Leave the pictures out. Return all other data exactly.

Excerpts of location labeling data
* BEGIN *
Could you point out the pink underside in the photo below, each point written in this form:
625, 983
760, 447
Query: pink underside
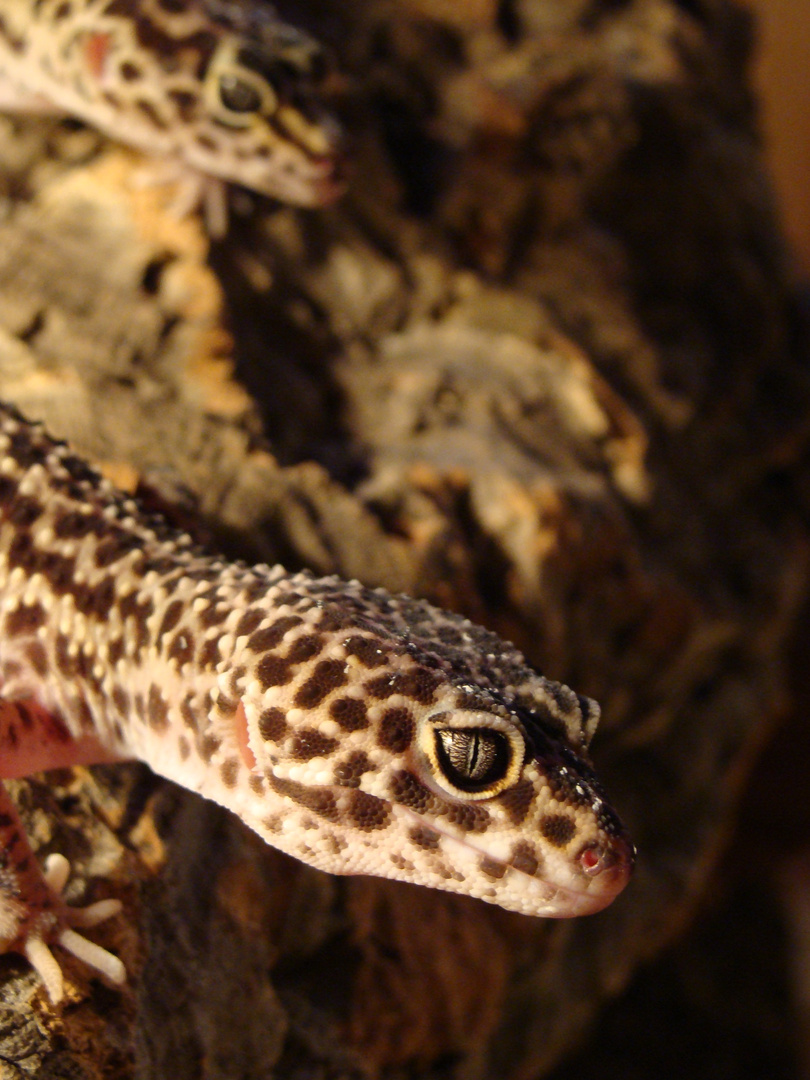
31, 740
240, 725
* END *
RESPONSE TO THE EXERCISE:
Could you point out the pink underside in the photo below, each point written in this form:
625, 983
760, 447
Query: pink underside
31, 740
240, 725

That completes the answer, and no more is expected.